╭──

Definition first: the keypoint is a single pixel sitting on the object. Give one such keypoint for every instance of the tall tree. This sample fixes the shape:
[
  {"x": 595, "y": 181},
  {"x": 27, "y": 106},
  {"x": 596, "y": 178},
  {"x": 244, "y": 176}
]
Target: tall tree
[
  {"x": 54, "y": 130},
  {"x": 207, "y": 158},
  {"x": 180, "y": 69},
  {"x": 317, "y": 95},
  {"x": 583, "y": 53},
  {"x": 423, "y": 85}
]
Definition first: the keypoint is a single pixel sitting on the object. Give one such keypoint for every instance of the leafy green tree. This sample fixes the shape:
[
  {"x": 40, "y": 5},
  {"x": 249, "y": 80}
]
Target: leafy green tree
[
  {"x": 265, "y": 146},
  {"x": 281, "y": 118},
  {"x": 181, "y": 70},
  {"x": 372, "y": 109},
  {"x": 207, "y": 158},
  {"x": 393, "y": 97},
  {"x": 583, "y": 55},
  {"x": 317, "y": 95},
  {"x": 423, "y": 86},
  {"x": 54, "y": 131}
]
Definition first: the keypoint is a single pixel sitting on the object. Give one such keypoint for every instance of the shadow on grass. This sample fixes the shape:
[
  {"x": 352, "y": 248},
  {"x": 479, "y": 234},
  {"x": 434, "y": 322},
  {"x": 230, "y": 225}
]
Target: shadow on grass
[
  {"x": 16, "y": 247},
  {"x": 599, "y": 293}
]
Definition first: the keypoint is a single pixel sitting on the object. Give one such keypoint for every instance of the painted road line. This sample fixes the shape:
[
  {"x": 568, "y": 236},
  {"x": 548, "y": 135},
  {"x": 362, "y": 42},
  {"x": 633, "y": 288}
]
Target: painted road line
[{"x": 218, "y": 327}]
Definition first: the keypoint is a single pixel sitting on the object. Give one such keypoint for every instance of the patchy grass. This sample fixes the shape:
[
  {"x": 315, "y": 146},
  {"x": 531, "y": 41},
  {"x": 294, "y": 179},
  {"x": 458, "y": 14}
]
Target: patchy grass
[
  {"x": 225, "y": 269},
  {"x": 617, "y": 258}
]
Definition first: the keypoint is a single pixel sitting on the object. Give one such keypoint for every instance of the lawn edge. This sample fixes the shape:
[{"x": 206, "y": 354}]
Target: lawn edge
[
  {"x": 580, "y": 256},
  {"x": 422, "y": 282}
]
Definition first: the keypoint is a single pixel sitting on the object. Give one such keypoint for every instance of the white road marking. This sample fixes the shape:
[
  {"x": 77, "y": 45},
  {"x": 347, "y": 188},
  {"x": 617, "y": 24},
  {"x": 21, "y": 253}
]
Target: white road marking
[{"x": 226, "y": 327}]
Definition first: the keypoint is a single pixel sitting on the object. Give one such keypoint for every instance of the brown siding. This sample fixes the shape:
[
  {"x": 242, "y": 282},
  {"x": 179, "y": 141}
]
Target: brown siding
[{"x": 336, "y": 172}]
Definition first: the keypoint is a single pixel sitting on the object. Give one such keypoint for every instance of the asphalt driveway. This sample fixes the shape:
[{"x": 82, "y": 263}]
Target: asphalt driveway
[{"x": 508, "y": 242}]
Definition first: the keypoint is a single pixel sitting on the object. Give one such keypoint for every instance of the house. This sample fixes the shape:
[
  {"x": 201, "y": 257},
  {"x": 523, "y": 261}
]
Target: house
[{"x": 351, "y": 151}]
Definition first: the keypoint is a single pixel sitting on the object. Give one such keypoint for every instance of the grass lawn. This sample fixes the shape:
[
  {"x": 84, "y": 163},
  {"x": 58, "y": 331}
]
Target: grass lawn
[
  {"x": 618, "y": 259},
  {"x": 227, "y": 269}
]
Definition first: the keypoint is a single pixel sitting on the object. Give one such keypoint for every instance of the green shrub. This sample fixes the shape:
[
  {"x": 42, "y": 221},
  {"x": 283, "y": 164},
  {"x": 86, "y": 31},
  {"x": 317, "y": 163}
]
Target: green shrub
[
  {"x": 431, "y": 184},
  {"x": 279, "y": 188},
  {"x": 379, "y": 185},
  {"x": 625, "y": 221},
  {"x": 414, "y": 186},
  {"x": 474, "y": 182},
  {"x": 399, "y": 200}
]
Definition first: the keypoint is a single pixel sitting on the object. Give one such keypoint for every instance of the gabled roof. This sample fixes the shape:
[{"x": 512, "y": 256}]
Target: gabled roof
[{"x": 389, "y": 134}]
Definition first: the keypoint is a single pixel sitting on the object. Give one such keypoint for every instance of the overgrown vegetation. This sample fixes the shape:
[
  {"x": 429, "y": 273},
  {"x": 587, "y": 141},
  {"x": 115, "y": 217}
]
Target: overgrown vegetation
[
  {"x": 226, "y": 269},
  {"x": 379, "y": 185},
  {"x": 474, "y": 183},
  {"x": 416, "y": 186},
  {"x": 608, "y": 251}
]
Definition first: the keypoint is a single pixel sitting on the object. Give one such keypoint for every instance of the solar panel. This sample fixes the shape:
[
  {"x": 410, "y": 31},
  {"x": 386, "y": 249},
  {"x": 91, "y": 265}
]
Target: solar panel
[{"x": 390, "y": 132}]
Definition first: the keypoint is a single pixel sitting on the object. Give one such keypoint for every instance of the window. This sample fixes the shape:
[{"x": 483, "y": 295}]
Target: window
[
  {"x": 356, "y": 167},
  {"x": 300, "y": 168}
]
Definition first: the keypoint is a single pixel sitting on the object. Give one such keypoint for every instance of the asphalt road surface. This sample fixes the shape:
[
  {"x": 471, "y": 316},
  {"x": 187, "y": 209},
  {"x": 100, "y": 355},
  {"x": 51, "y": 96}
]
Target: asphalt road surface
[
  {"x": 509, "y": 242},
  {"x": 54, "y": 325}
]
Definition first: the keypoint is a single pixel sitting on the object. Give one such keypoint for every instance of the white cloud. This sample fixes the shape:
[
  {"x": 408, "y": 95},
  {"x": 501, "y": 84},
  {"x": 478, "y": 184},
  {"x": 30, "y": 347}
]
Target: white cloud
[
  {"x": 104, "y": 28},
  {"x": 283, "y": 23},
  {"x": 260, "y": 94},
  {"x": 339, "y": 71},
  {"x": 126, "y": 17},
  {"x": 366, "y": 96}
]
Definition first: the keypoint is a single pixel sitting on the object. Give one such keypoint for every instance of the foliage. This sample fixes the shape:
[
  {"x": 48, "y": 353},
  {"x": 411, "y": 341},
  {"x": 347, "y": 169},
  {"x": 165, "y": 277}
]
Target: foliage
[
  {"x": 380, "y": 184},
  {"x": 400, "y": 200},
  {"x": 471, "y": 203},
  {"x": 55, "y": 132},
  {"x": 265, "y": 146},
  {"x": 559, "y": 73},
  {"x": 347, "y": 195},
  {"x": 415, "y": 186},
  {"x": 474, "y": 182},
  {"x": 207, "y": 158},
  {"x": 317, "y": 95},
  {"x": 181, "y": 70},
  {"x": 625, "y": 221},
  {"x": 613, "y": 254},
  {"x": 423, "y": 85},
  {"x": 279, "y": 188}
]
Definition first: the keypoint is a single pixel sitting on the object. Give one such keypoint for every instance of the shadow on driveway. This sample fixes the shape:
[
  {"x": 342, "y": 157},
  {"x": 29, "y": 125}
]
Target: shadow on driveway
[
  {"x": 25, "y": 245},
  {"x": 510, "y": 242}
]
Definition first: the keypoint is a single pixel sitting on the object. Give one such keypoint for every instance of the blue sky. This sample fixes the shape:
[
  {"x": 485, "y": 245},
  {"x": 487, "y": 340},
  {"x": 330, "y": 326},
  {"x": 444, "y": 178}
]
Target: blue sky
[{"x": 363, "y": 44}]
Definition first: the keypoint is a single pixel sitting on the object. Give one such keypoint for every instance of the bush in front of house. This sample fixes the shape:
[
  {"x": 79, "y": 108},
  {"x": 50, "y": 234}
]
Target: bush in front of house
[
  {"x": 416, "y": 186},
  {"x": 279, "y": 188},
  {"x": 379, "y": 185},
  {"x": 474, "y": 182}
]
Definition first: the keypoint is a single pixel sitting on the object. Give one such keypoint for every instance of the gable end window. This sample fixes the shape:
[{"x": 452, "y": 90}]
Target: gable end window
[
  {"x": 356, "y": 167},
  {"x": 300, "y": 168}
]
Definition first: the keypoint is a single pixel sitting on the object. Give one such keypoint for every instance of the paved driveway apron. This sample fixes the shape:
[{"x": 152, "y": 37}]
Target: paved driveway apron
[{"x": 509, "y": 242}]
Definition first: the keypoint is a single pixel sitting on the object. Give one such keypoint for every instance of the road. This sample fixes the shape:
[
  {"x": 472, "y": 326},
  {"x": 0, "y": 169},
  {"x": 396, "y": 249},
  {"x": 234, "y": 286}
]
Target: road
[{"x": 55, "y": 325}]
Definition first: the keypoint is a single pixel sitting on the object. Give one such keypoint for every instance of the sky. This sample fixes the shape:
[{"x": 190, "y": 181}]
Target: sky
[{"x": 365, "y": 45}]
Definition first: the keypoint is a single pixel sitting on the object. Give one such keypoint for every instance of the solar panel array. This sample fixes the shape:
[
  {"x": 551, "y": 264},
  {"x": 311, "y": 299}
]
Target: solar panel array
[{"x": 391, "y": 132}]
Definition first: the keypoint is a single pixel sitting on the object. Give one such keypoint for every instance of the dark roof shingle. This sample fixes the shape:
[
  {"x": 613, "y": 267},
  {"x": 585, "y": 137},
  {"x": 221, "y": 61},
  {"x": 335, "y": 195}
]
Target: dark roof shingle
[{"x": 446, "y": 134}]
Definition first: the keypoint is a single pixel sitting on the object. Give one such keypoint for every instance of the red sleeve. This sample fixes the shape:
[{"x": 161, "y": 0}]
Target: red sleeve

╰──

Your instructions: Lines that contain "sleeve" are to be copied from the records above.

Exercise result:
Definition first: the keypoint is a single pixel sitting on the object. Give one such keypoint for every instance of the red sleeve. This sample fixes the shape:
Target: red sleeve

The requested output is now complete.